## TASK INSTRUCTIONS
Copy all of the material below exactly.

(Excerpts of pointing data)
_ _ _ _ _

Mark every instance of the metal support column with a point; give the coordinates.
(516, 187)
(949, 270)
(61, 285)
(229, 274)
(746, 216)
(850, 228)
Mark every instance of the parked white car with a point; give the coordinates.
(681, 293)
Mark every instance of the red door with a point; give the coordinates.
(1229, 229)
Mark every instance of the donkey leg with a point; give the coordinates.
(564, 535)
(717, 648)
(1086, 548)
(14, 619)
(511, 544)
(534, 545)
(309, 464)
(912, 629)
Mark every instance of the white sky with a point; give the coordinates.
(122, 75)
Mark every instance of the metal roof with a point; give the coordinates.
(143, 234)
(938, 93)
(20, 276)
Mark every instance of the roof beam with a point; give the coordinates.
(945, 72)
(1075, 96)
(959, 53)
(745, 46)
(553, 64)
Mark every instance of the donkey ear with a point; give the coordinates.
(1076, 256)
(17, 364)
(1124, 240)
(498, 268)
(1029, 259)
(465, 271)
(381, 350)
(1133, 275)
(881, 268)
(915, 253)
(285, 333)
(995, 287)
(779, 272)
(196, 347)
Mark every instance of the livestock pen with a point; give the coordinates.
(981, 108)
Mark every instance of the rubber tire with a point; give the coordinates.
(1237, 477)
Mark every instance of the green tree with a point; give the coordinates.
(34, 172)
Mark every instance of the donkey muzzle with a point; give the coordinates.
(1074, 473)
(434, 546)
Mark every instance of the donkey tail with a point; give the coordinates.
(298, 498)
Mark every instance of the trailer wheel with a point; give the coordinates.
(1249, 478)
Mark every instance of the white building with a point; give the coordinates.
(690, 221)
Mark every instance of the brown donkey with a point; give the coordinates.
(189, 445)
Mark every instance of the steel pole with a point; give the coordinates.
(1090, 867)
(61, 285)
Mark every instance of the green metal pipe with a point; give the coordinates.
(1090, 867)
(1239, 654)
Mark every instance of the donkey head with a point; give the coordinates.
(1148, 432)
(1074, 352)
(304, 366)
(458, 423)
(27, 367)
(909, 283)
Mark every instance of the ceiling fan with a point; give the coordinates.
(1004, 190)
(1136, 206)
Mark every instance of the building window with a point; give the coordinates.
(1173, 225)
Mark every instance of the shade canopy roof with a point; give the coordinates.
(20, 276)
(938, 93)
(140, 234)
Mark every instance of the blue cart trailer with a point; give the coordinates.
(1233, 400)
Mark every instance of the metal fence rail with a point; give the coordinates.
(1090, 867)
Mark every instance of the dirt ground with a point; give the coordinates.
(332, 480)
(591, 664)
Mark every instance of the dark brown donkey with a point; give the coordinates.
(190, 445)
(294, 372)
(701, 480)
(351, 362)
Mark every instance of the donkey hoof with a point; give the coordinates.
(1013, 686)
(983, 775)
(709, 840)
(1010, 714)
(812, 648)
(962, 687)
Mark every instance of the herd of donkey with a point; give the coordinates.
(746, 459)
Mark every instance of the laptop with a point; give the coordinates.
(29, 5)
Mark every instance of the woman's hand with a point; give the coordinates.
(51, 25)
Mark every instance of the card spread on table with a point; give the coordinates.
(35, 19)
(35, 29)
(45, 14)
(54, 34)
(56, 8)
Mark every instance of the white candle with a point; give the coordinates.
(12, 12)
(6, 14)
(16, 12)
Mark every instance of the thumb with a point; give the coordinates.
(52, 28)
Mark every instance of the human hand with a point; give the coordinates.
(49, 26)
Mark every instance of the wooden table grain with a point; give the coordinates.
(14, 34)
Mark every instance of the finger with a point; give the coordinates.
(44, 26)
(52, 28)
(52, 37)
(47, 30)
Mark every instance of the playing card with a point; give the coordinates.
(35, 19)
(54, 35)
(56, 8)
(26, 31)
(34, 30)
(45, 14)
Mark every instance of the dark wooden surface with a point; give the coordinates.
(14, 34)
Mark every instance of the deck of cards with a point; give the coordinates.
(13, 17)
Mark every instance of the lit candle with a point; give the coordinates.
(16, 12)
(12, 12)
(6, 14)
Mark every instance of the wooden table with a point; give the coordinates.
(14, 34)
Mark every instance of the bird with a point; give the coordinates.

_ _ _ _ _

## EXERCISE RESPONSE
Mark every instance of the metal support column with a point; give the coordinates.
(516, 187)
(949, 270)
(61, 285)
(229, 274)
(746, 216)
(850, 228)
Mark every instance of the parked white car with a point; give the coordinates.
(681, 293)
Mark every instance of the red door with a point; give the coordinates.
(1229, 229)
Mark every instance of the donkey leg with a point; give the coordinates.
(564, 535)
(717, 648)
(1086, 548)
(14, 619)
(511, 544)
(534, 545)
(309, 464)
(912, 629)
Mark every instance of the white sky with a point; give the coordinates.
(122, 75)
Mark every instance of the metal roof with a point; give the coordinates.
(143, 234)
(938, 93)
(20, 276)
Mark every instance of the roof beam with a point; give the coordinates.
(945, 72)
(1075, 96)
(959, 53)
(745, 46)
(553, 64)
Mark every instance of the donkey ear with a point; give the coordinates.
(1076, 256)
(17, 364)
(1124, 240)
(498, 268)
(1029, 259)
(465, 271)
(381, 350)
(1133, 275)
(881, 268)
(915, 253)
(285, 333)
(995, 287)
(779, 272)
(196, 347)
Mark every instance of the livestock pen with a point; give the coordinates.
(981, 108)
Mark every instance of the rubber tire with a point; give the coordinates.
(1237, 477)
Mark every instance of the green tree with a point; give the coordinates.
(34, 172)
Mark every instance of the donkey muzzle with a point; give the coordinates.
(1074, 473)
(434, 546)
Mark every instance of the donkey tail with a point; give the coordinates.
(298, 498)
Mark every instance of the trailer wheel with a point; give the coordinates.
(1249, 478)
Mark every instance of the white building with a point; give the coordinates.
(690, 221)
Mark every instance of the brown donkey with a point; give the coordinates.
(189, 445)
Mark every instance of the steel pole with a point; give the coordinates.
(1090, 867)
(61, 285)
Mark every instance of the green metal pipe with a point; give the coordinates.
(1090, 867)
(1239, 654)
Mark every instance of the donkey head with a point; give the coordinates.
(1148, 432)
(1074, 352)
(304, 366)
(458, 423)
(27, 367)
(909, 283)
Mark every instance of the ceiling fan with a point; give the coordinates.
(1004, 190)
(1136, 206)
Mark every instance of the building window with a point; give the coordinates.
(1173, 225)
Mark every instance of the shade canopy roof with a point; give the coordinates.
(20, 276)
(938, 93)
(140, 234)
Mark every instance of the blue cart trailer with a point; give the coordinates.
(1233, 400)
Mark every instance of the metal fence rail with a point; give the coordinates.
(1090, 867)
Mark every instance of the dirt ground with a point; give the coordinates.
(332, 480)
(591, 664)
Mark every instance of the dark brown donkey with a point; give the coordinates.
(190, 445)
(294, 372)
(701, 480)
(351, 362)
Mark every instance of the donkey hoof with a point; give the coordinates.
(1013, 686)
(983, 775)
(709, 840)
(1010, 714)
(812, 648)
(962, 687)
Mark every instance of the herd of donkey with a point; give the coordinates.
(746, 459)
Mark every instance of the laptop with a point; give the coordinates.
(29, 5)
Mark every instance of the woman's hand with a point; give the coordinates.
(51, 25)
Mark every instance of the card spread on table with a point; give the coordinates.
(35, 19)
(35, 29)
(45, 14)
(54, 34)
(56, 8)
Mark every instance of the white candle with a point; give the coordinates.
(12, 12)
(6, 14)
(16, 12)
Mark every instance of the thumb with a point; give the coordinates.
(52, 28)
Mark every instance of the human hand with a point; give the coordinates.
(49, 26)
Mark every instance of the wooden table grain with a point; give the coordinates.
(14, 34)
Mark every instance of the finger with a point; give the coordinates.
(44, 26)
(52, 28)
(52, 37)
(47, 30)
Mark every instance of the playing card with a point; give the coordinates.
(35, 19)
(54, 35)
(56, 8)
(26, 31)
(34, 30)
(45, 14)
Mark every instance of the dark wooden surface with a point; give the coordinates.
(14, 34)
Mark every instance of the deck of cards with a point; give the coordinates.
(13, 17)
Mark every instance of the lit candle with a point; give the coordinates.
(16, 12)
(12, 12)
(6, 14)
Mark every instance of the wooden table with a point; give the coordinates.
(14, 34)
Mark every instance of the bird with a point; give the coordinates.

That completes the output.